#### Tasks for this exercise
1: In the profile of Gerry Crowe, on whose radio show was his selection as Irish Person of the Year announced?
2: Extend the Gerry Crowe profile by writing what comes after its final sentence.

#### Selection
Gerry Crowe - 2006 Irish Person of the Year
If Gerry Crowe's life were ever made into a movie, it would have to be directed by the likes of Sir David Lean, or Peter Jackson, or even George Lucas. Because his life, quite simply, has been nothing short of epic.
In recognition of his amazing contribution to the Toronto Irish community and to the world's poor especially, Crowe, 72, has been elected as this year's Irish Person of the Year.
"I'm so excited about it," he said during an interview in late January at his condominium downtown. "I couldn't believe it. It had been suggested to me about five years ago. It would be a beautiful plum to me in the evening of my life. It is a great little treasure for me. But God will think less of me because it'll be publicly known and that's a bit of a bother."
He was only given the heads up about his latest role in the community at five minutes to 11 a.m. on the Saturday morning before the announcement was made on Eamonn O'Loghlin's Ceol agus Craic radio show. He received a telephone call asking if he would like to be the Irish Person of the Year.

#### Provided material
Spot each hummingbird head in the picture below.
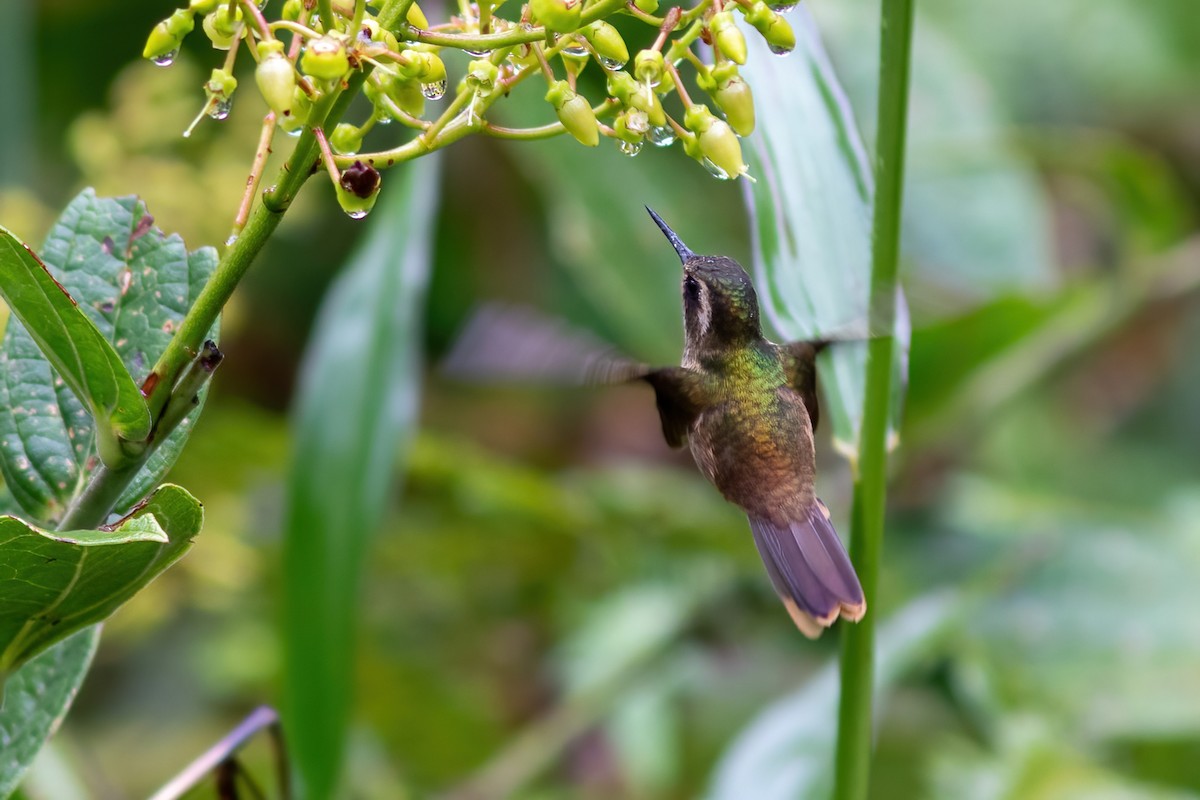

#### Results
1: Eamonn O'Loghlin's Ceol agus Craic radio show.

2:
"Would I? Would I?" he recalls saying. "Would I ever!"
On the day the Toronto Irish News caught up with him, our own photographer William Smith was busy posing Crowe this way and that for a photo call in his kitchen. It was clearly a new experience for Crowe, who prefers humility.
His condominium is very much like himself; in the middle of everything, overflowing with information and appropriately adorned with the sacred. His study boasts eight ledges of books, taking up two whole walls of the room. There are plenty of Irish books, naturally, but also quite a few histories, biographies and studies of revolutionaries from Russia and Cuba. Holy pictures adorn the fridge, and a St. Bridget's Cross hangs over the door. Painted onto one of the walls is an ornate Celtic-designed piece of Maeve, Queen of Connacht.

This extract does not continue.